What lines of the data include the string "balcony"? Copy them all.
(Given records begins)
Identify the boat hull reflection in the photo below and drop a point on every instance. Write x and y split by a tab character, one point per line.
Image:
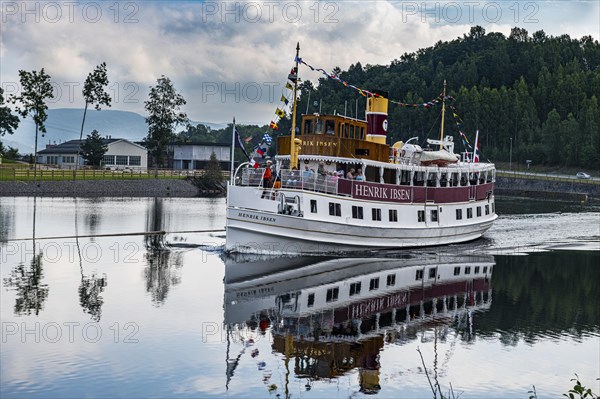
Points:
334	315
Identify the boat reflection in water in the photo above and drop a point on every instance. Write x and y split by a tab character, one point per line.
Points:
331	315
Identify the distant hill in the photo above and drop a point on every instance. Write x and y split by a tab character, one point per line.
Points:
64	124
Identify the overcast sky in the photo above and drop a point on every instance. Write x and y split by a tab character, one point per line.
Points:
232	58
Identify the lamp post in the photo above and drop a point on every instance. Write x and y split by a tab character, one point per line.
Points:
510	157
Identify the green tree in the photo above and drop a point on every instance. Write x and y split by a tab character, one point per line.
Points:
35	90
94	93
8	121
164	108
93	149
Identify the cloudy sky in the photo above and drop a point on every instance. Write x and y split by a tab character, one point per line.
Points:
232	58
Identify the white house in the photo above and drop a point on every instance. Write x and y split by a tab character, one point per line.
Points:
197	155
121	154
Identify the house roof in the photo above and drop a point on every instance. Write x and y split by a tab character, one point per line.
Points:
202	143
72	146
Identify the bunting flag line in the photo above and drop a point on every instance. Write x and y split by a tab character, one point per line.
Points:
365	93
239	144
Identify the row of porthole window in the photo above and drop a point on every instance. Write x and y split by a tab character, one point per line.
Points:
355	289
335	209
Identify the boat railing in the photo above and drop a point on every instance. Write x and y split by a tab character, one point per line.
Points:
291	179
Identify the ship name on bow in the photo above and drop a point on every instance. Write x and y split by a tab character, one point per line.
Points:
381	192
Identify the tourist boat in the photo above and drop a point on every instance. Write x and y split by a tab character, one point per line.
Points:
342	188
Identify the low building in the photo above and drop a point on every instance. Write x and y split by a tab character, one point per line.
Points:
121	154
197	155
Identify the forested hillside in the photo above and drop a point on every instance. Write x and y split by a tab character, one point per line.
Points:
540	91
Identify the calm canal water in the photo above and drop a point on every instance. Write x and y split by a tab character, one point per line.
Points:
93	307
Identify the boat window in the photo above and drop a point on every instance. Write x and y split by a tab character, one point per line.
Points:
357	212
335	209
391	280
433	272
311	300
374	284
332	294
319	128
308	127
419	274
329	126
376	214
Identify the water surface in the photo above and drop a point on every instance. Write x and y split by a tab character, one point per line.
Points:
91	306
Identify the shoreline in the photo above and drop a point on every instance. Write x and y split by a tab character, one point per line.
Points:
101	188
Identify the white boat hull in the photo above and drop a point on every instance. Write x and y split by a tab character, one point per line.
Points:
252	231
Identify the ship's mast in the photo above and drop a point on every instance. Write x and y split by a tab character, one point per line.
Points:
293	150
443	114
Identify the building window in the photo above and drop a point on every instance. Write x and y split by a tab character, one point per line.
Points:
459	214
433	272
419	274
108	160
391	280
355	288
335	209
311	300
374	284
135	160
376	214
122	160
332	294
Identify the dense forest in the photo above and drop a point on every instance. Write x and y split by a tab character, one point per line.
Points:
536	93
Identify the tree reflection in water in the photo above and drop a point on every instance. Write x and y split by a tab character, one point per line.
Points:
27	281
163	266
92	286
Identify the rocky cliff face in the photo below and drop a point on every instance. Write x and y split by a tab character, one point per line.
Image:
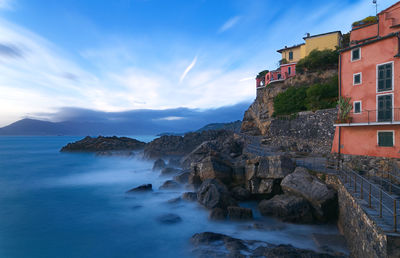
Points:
257	119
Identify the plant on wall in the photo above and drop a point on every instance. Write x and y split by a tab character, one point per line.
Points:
344	109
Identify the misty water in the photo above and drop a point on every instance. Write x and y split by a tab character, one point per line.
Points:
56	204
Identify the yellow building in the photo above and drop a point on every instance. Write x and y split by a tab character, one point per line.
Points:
329	40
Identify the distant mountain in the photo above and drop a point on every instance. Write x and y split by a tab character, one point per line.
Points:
82	122
232	126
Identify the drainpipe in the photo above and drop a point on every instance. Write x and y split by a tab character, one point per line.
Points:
340	94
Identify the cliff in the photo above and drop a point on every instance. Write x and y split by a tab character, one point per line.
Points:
257	119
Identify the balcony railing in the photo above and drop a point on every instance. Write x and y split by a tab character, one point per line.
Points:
380	116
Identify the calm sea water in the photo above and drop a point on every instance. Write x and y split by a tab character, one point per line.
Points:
56	204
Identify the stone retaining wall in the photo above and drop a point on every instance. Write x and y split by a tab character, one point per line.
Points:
310	132
363	236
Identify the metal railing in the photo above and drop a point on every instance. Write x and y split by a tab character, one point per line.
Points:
386	204
371	116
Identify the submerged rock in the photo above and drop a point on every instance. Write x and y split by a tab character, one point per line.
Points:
287	208
240	213
240	193
169	171
321	196
141	188
209	244
169	218
159	164
170	184
189	196
102	144
213	194
182	178
218	214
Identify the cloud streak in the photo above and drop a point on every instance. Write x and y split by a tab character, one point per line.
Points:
229	24
187	70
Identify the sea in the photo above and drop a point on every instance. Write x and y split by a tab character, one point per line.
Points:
55	204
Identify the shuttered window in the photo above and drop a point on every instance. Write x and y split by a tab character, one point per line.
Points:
385	76
385	139
290	55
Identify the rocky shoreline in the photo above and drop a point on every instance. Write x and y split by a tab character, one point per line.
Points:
219	174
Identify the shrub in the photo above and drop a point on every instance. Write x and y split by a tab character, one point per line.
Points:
290	101
318	60
321	96
365	21
315	97
262	74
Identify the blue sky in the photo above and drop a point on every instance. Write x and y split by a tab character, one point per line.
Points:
135	54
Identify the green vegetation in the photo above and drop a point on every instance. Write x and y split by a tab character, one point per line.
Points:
283	61
262	74
365	21
318	60
344	109
314	97
345	40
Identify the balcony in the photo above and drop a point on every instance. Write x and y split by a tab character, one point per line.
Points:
371	117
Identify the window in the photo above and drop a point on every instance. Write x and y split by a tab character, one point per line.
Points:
385	108
385	77
356	54
357	107
357	79
385	138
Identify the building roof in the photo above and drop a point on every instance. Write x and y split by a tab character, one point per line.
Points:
287	48
396	34
389	7
323	34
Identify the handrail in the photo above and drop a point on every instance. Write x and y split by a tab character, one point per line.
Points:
375	193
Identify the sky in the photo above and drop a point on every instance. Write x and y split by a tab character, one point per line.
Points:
120	55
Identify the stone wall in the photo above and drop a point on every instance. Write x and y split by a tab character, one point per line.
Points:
310	132
363	236
258	117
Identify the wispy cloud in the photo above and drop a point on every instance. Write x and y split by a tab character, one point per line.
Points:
6	4
187	70
229	24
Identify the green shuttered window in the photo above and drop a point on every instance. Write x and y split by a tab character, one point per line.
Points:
385	139
385	75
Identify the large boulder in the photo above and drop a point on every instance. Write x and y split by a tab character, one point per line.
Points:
159	164
288	208
182	177
321	196
240	213
212	194
170	184
240	193
170	171
214	168
264	174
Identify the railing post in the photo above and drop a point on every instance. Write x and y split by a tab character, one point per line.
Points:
394	216
380	203
355	183
369	196
361	191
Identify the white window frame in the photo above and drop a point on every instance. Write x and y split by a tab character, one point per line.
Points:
354	79
385	131
378	95
377	75
354	107
352	59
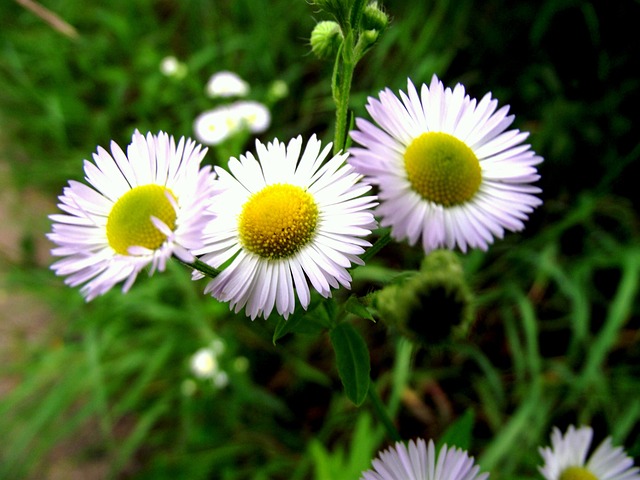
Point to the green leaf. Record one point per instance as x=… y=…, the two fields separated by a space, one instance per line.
(Given records ends)
### Result
Identify the balcony railing in the photo above and drop a point on every instance. Write x and y split by a tab character, one point per line.
Identify the balcony in the photo above and drop a point on every instance. Write x and y split by a tab character, one point per line.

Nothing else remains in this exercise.